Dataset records
• • • • •

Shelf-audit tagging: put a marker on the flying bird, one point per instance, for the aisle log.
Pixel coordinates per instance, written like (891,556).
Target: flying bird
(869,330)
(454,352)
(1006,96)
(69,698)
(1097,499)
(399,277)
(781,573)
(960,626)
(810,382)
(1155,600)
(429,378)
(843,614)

• • • • •

Set task: Write out every line of the records again, requests included, with each point coordinate in the answers multiplied by 1.25 and rounded to the nearest whole number, halves rounded up.

Written reply:
Shelf-audit tagging: put a marker on the flying bird, one point per instance, for the aisle log.
Pixel coordinates per instance, written like (891,556).
Target: flying bird
(1086,413)
(568,440)
(1258,120)
(86,873)
(1371,624)
(499,346)
(976,716)
(1200,783)
(1013,478)
(1444,750)
(536,473)
(1054,768)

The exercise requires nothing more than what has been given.